** Exercise **
Will you write out all the entries below exactly?

-- begin Dataset extract --

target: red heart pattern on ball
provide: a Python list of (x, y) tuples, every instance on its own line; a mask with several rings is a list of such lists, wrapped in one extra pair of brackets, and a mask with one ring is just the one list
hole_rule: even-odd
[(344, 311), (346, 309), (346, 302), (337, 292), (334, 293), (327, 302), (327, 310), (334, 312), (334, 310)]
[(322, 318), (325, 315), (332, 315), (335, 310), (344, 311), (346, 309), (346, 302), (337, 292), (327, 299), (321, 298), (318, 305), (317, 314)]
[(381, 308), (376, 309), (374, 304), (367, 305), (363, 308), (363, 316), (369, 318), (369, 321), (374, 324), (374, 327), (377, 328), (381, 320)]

-- end Dataset extract --

** Correct response **
target: red heart pattern on ball
provide: a Python list of (x, y) tuples, every instance on its own line; a mask with several rings is a list of such lists, wrapped in one extra pair of brackets, and a mask with one ring is just the one list
hole_rule: even-odd
[(344, 311), (346, 309), (346, 302), (337, 292), (334, 293), (327, 302), (327, 310), (334, 312), (334, 310)]
[(322, 318), (325, 315), (332, 315), (335, 310), (344, 311), (346, 309), (346, 302), (337, 292), (327, 299), (321, 298), (318, 305), (317, 314)]
[(381, 308), (376, 309), (374, 304), (367, 305), (363, 308), (363, 316), (369, 318), (369, 321), (374, 324), (374, 327), (377, 328), (381, 320)]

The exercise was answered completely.